# Classical music on vinyl



## Kopachris (May 31, 2010)

Does anyone still collect vinyl records? I've recently begun after inheriting a box full of them from my wife's late father. There's a scant selection of used classical records at my local record store, and I've found it difficult to find anything reasonable on Amazon. Thus far I've only got a few classical works on vinyl: Mahler's 1st symphony, Tchaikovsky's 6th symphony, Scheherazade, Pictures at an Exhibition, Night on Bald Mountain, Rachmaninov's 2nd piano concerto and Rhapsody on a Theme of Paganini

I'd rather avoid trawling Discogs for used records from random people. If you collect vinyl, where do you find it?


----------



## mbhaub (Dec 2, 2016)

If you want vinyl, you're welcome to my remaining collection anytime! I sold a huge amount some 20 years ago, but kept about a 1000 of them. Some really good stuff, too.
Prokofieff Romeo and Juliet Maazel/London
Sibelius Symphonies Davis/Philips
Dvorak Symphonies Kubelik/DG
Tchaikovsky symphonies Rostropovich/EMI
Mahler symphonies Abaddo/DG
...

Come and get it! Free! They should all be in good shape; I always used high end Grado carts.


----------



## Kopachris (May 31, 2010)

That's a really tempting offer! It's kind of a long drive to Arizona, but would you be willing to send a few my way if I pay for shipping? I'm thinking like 10 records every two weeks until I have too many, to keep costs down.

Thank you for the offer!


----------



## MarkW (Feb 16, 2015)

I'm afraid I de-accessioned several thousand LPs a few years back to keep the house from exploding. Only kept 50-60 that had for me musical or sentimental value, that I didn't want to spend the money to duplicate digitally. Sorry. The ones mbhaub mentioned are really good.


----------



## SONNET CLV (May 31, 2014)

I remain a vinyl enthusiast.

I also remain, or so I'm often told by family members and friends, a dinosaur in other ways.

Still, that unique effect I call the "Wow" Factor has hit me only on occasions while listening to vinyl, never CDs. What I mean is that sense that the sound one is hearing from speakers in the listening room is actually the sound of a live instrument or ensemble directly in your presence. Sure, I have a fairly good stereo set-up and CDs come across with texture and body and a strong sense of instrumental timbre, depth and "realism", but the few times over the years when I have absolutely been _startled_ by a moment of sheer sound emanating from the speakers has come while the turntable was spinning a black vinyl disc. And those are moments to treasure!

My current holdings include at least 2500 vinyl discs (likely more, split largely into classical with a couple hundred jazz and a few less rock/pop. But a lot of good stuff. Over the years I've cared for my vinyl and I can play 50 year old records (that have been played dozens of times) that look and sound like they've just been opened. Most folks out there are rather surprised by the sound that a vinyl record can achieve when well-cleaned and played back on high quality equipment, including cartridges that are so embarrassingly expensive I wouldn't want to talk about it in fear of seeing the arrival of the white-coat squad called upon by some caring person concerned about my sanity. I may be a dinosaur, but I'm not yet ready for the funny farm, and I have plenty more music to hear, especially in vinyl.
* * * * *
Problems to solve:
1 > Output the passage of the thread about classical music on vinyl from "If you want" up to and including "end Grado carts.", word for word.
2 > Resume the thread about classical music on vinyl, continuing directly after its final sentence.

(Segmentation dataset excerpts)
* * * * *
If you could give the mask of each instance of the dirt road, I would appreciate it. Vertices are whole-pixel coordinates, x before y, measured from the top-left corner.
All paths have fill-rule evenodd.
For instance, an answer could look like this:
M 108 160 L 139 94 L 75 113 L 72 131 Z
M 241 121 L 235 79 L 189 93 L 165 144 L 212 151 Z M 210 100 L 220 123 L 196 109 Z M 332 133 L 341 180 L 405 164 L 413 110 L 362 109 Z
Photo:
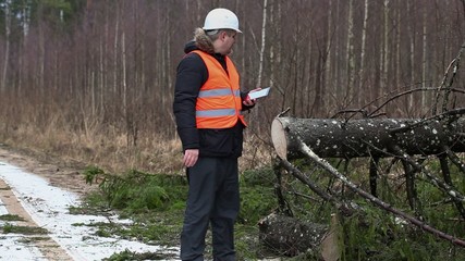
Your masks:
M 88 189 L 79 170 L 0 146 L 0 260 L 101 260 L 124 250 L 176 252 L 138 241 L 95 236 L 76 224 L 129 223 L 117 216 L 72 215 Z M 21 221 L 17 219 L 20 217 Z M 23 228 L 17 232 L 15 228 Z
* * * * *
The results:
1 >
If you want vinyl, you're welcome to my remaining collection anytime! I sold a huge amount some 20 years ago, but kept about a 1000 of them. Some really good stuff, too.
Prokofieff Romeo and Juliet Maazel/London
Sibelius Symphonies Davis/Philips
Dvorak Symphonies Kubelik/DG
Tchaikovsky symphonies Rostropovich/EMI
Mahler symphonies Abaddo/DG
...

Come and get it! Free! They should all be in good shape; I always used high end Grado carts.

2 >
The core of truly enjoying a vinyl record has little to do with playback equipment, however. If you like the music, you'll likely enjoy it even on the least discriminating rigs. But if one truly wants to invest in vinyl today and acquire a large collection, I would strongly suggest putting part of one's investment fund into equipment: a quality turntable outfitted with the best cartridge one can afford, and a high-end step-up transformer (or phono pre-amp). You'll likely also need a record cleaning machine, especially if you are picking up discs from second-hand shops and yard-sales. Be careful about trusting your multi-thousand-buck cartridge/needle to an uncleaned yard-sale purchase. It's even advisable to clean a new record prior to playing for the first time, though one might do this with less rigor than will be tended toward a visually "dirty" yard-sale buy.

Two strong reasons for a quality turntable are for rotation stability and for vibration free playback. A good rig will spin at a steady 33 and 1/3 speed, cutting down on wow and flutter and whatever else happens when music is not running at a stable pace. Too, a solid running rig cuts out extraneous vibes that don't belong in the grooves. One still often has to deal with "hum", and this electrical issue can be notoriously difficult to pin down. Try what grounding methods you can, even the best of rigs will sometimes hum. Ground loops prove inexplicable, my friend the electrician told me once when I was attempting to resolve a hum problem that had moved into the annoying range. Hum can come and go without seeming cause. But there are things that can be tried that often help. I find that my rig sounds especially good on humid days, rainy days. Don't know why. But I take advantage of the good days and will run the rig all day long, greatly enjoying a variety of discs beyond the usual level. There's nothing like when the rig is running silent at the highest volume. Tweaking remains an important part of the dedicated vinylist. But it's part of the fun, too.

So, good luck with your vinyl collecting. Caveat! Just don't move out of the residence you currently have if you have thousands of records in a prized collection. I just did that recently, and moving the dozens of boxes of packed records (and CD discs) was the most taxing part of the project. I currently have most of my vinyl still sitting in boxes in the new garage space. I have unpacked about a quarter of it, and most of the CDs. But moving presents dynamics that prove problematical on the best days.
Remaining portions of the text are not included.